INSTRUCTIONS TO FOLLOW:
Change every "pin" in the records below to "marker", leaving everything else as it is.

LISTED ENTRIES:
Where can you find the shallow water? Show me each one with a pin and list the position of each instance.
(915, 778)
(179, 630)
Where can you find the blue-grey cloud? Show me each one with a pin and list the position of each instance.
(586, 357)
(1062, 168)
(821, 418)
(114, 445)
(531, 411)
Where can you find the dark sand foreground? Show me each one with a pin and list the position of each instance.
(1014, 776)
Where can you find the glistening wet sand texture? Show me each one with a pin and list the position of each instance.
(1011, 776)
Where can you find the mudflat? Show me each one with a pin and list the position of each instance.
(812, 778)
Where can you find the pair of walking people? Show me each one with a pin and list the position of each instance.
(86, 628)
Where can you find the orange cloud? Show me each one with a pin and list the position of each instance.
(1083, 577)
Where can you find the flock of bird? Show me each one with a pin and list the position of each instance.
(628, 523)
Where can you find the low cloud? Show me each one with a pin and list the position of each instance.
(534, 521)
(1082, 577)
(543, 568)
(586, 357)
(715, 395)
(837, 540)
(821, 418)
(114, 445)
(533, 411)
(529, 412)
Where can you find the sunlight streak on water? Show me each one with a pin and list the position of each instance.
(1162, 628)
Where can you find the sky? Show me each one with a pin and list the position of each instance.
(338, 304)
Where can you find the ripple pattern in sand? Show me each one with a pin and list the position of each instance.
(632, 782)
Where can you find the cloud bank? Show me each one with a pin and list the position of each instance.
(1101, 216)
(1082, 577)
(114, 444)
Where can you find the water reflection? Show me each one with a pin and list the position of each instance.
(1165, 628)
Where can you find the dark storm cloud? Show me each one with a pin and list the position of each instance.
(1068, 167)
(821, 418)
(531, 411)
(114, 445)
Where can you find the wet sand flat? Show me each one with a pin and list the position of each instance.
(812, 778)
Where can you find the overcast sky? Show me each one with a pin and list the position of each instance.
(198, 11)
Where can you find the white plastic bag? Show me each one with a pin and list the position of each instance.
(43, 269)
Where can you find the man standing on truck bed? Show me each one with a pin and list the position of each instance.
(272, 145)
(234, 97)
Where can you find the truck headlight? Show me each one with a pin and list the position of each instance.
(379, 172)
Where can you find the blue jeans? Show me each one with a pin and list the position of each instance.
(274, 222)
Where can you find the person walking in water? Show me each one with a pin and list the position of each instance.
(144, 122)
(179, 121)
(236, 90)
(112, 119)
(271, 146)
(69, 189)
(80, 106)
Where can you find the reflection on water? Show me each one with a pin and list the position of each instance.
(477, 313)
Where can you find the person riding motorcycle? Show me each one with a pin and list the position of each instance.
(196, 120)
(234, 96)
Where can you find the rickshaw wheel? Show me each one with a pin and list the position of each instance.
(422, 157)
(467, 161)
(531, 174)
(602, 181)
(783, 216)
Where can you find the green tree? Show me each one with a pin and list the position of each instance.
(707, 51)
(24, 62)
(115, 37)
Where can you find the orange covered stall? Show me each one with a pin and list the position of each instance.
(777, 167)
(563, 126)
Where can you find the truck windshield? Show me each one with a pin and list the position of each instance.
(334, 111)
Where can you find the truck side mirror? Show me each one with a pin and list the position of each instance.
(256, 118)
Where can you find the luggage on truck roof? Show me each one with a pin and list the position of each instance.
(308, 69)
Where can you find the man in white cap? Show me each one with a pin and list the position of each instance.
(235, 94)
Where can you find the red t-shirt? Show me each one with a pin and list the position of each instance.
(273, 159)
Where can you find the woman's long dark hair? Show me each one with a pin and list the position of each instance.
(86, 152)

TASK SOLUTION:
Where can you find the shallow water? Show me each one with a marker and list the position of each instance.
(915, 778)
(179, 630)
Where can you find the blue-grey cloud? Show me each one with a marker and list the position of each instance.
(586, 357)
(1062, 168)
(821, 418)
(114, 445)
(531, 411)
Where can you find the dark sand foreground? Show me each one with a marker and list the position of each instance.
(1014, 776)
Where can you find the glistening wet sand texture? Show me each one with a marker and list the position of each instance.
(1011, 776)
Where can you find the mudflat? Show me each one with a marker and list the position of each instance.
(812, 778)
Where can you find the pair of walking people? Show me each one with a marker and list the position of each instance.
(86, 628)
Where can you find the orange cloud? Show me each one with a marker and list the position of each instance.
(1083, 577)
Where can you find the flock of bird? Show me each one with a marker and list the position of each instance.
(628, 523)
Where can you find the low cloud? Show me each one with a marker and list the position of each instance.
(534, 521)
(1082, 577)
(543, 568)
(586, 357)
(715, 395)
(837, 540)
(821, 418)
(114, 445)
(533, 411)
(529, 412)
Where can you find the sunlight streak on water? Show me each one with a marker and list the position of each instance.
(1162, 628)
Where can you find the sky? Show me each one with a marker and list the position of each instance.
(338, 304)
Where can you find the ripple pattern in sand? Show me each one with a marker and list the position of each instance.
(632, 782)
Where can you find the cloud bank? Show me each one with a marker and list the position of each instance.
(1101, 216)
(1082, 577)
(114, 444)
Where can you find the water reflection? Show me each one with a marker and list the position of each instance.
(1165, 628)
Where can you find the dark storm cloud? Show me each one with a marker and list the position of each instance.
(1068, 167)
(821, 418)
(531, 411)
(114, 445)
Where can you find the wet sand flat? Show me each one with a marker and list the position of each instance.
(812, 778)
Where can you find the overcast sky? Show me each one with a marker and list the position of each instance.
(198, 11)
Where can you find the white plastic bag? Show me each one with a marker and list the position of each instance.
(43, 269)
Where can you find the man standing on truck bed? Show me each one with a marker and list the position of each instance.
(272, 145)
(234, 97)
Where can you find the truck headlight? Show me each one with a marker and list the position of each instance.
(379, 172)
Where can you find the blue jeans? Show me each one with a marker and list the position of each instance.
(274, 222)
Where can you find the person walking in water? Show me each one with a marker and list the position of each instance.
(144, 122)
(179, 121)
(236, 90)
(112, 119)
(271, 146)
(69, 189)
(80, 106)
Where can you find the reflection on water? Show me each one with a marker and list the position of each instance.
(477, 313)
Where can you find the person riding motorcycle? Show me each one with a marker and list the position of each instance.
(196, 120)
(234, 96)
Where can you find the rickshaw wheel? Show me each one with a marker and list the position of each instance.
(422, 157)
(467, 161)
(531, 174)
(602, 181)
(783, 216)
Where can you find the green tree? Show me each one with a marker and list the position of each instance.
(707, 51)
(24, 62)
(115, 37)
Where can you find the orange covered stall? Show me each one with a marker and list the position of each instance.
(777, 167)
(563, 126)
Where can you find the truck windshield? Show me each one with a marker and list the position of each instance.
(334, 111)
Where can you find the truck side mirror? Show me each one with a marker and list the position of each instance.
(256, 118)
Where can you find the luggage on truck roof? Show me each one with a marker and list the position of each instance.
(308, 69)
Where can you find the man in white cap? Show me each one with a marker and list the position of each instance.
(235, 94)
Where can you find the red t-shirt? Show me each one with a marker and list the position of each instance.
(273, 159)
Where can you find the woman's long dark hair? Show me each one with a marker and list the position of each instance.
(86, 152)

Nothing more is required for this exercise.